Your task is to find every line of the listing that includes "white" and copy it.

• _RECORD EXTRACTS_:
#####

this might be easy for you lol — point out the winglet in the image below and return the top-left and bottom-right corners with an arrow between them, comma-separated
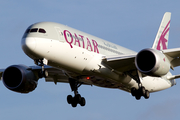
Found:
152,12 -> 171,50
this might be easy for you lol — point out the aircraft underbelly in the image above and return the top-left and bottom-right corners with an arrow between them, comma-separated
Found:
85,76 -> 172,93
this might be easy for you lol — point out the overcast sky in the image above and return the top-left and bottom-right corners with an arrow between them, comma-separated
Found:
1,1 -> 180,120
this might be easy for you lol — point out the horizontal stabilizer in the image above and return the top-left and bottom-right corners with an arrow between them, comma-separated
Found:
167,74 -> 180,80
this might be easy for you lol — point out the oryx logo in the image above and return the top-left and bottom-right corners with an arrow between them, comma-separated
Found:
157,21 -> 170,50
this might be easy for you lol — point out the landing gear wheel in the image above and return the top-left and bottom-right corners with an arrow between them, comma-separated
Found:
71,98 -> 78,108
80,97 -> 86,106
140,86 -> 146,96
67,94 -> 86,107
144,90 -> 150,99
38,70 -> 48,78
135,94 -> 141,100
131,87 -> 150,100
131,87 -> 137,96
35,59 -> 48,78
67,95 -> 73,104
75,94 -> 81,103
43,70 -> 48,78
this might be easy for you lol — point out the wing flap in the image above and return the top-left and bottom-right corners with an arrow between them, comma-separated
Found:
28,65 -> 70,83
44,67 -> 69,84
103,53 -> 137,72
40,66 -> 91,85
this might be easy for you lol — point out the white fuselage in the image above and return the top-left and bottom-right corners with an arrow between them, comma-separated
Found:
21,22 -> 175,93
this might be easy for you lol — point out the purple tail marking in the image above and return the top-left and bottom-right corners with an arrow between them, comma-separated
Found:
157,21 -> 170,50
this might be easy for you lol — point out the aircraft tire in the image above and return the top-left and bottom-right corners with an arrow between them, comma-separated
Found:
131,87 -> 137,96
75,94 -> 81,103
135,94 -> 141,100
140,86 -> 146,96
80,97 -> 86,106
144,90 -> 150,99
38,70 -> 48,78
71,100 -> 77,108
67,95 -> 73,104
43,70 -> 48,78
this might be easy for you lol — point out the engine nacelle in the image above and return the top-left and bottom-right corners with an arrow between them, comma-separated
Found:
135,48 -> 170,76
2,65 -> 38,93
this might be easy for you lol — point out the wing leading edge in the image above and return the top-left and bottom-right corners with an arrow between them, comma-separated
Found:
103,48 -> 180,73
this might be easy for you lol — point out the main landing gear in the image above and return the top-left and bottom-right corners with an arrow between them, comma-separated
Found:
131,86 -> 150,100
127,70 -> 150,100
67,78 -> 86,107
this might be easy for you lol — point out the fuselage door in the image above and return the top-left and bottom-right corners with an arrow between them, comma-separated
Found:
55,27 -> 64,42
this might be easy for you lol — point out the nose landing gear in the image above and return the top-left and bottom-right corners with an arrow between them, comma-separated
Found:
34,59 -> 48,78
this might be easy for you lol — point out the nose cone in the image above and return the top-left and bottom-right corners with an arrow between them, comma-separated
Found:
21,37 -> 37,58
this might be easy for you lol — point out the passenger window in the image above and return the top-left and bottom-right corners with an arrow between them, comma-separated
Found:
39,28 -> 46,33
30,28 -> 38,32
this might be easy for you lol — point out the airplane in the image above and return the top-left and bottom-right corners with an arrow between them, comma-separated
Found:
1,12 -> 180,108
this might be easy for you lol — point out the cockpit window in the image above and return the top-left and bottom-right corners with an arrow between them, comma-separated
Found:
30,28 -> 38,32
39,28 -> 46,33
25,29 -> 30,33
24,28 -> 46,34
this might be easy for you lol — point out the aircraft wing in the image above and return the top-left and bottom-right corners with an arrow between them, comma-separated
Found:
28,66 -> 76,83
103,48 -> 180,74
0,66 -> 69,82
44,67 -> 69,84
103,53 -> 137,72
0,65 -> 92,85
31,66 -> 70,84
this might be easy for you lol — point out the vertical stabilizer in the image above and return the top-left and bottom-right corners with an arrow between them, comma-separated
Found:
152,12 -> 171,50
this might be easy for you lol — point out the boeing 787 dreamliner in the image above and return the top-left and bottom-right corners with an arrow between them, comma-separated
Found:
1,12 -> 179,107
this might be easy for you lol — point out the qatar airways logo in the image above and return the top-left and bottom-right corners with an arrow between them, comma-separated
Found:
64,30 -> 99,53
157,21 -> 170,50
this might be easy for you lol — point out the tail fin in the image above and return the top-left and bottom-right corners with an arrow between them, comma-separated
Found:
152,12 -> 171,50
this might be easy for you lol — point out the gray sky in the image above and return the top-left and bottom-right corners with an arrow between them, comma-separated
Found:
0,1 -> 180,120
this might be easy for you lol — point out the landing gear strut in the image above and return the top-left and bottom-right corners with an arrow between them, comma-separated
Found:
34,59 -> 48,78
127,70 -> 150,100
67,78 -> 86,107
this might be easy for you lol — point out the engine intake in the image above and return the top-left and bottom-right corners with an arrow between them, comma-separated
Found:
135,48 -> 170,76
2,65 -> 38,93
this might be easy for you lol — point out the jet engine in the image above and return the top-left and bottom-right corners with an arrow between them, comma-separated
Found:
135,48 -> 170,76
2,65 -> 38,93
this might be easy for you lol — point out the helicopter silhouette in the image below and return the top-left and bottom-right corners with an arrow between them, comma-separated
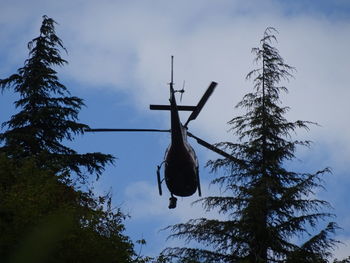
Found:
86,56 -> 236,209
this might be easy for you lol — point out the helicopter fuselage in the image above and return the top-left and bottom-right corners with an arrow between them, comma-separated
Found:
164,126 -> 199,197
164,85 -> 200,197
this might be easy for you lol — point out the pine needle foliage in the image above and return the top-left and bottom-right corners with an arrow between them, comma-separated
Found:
162,28 -> 338,263
0,16 -> 138,262
0,16 -> 114,181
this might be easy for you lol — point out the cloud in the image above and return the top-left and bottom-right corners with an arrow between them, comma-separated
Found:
123,179 -> 225,222
3,1 -> 349,146
42,0 -> 350,156
122,179 -> 222,256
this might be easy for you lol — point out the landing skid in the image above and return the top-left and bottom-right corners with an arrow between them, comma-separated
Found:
156,164 -> 163,196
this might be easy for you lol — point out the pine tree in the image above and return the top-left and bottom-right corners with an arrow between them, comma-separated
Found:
0,15 -> 113,181
0,16 -> 137,262
333,256 -> 350,263
162,28 -> 338,263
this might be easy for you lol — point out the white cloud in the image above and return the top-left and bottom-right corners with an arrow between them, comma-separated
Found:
123,179 -> 225,223
45,0 -> 350,151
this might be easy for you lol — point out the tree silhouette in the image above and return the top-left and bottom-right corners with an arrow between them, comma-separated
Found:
162,28 -> 338,263
0,15 -> 113,181
0,16 -> 136,262
0,155 -> 136,262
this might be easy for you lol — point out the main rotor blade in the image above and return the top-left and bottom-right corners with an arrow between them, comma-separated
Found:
187,132 -> 240,163
150,105 -> 196,111
184,81 -> 217,127
85,128 -> 170,133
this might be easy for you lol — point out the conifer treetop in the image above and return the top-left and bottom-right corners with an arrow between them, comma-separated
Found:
0,16 -> 114,180
162,27 -> 337,263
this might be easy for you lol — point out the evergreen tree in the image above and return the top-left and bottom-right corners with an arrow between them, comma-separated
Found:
0,16 -> 137,262
162,28 -> 338,263
333,256 -> 350,263
0,15 -> 113,181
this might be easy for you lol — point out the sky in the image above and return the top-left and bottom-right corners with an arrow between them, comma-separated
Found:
1,0 -> 350,260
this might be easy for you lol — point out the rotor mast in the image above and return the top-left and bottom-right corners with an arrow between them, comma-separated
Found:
168,55 -> 183,147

#####

• _RESPONSE TO THE EXERCISE_:
this might be easy for you lol — point out the white fuselage in the image above and return the top-left and bottom-right corners with an arrow between them, comma-separated
this might be easy for you lol — point out the white cloud in the image above and return the top-left and bottom-right corners with an arrow between them, comma-separated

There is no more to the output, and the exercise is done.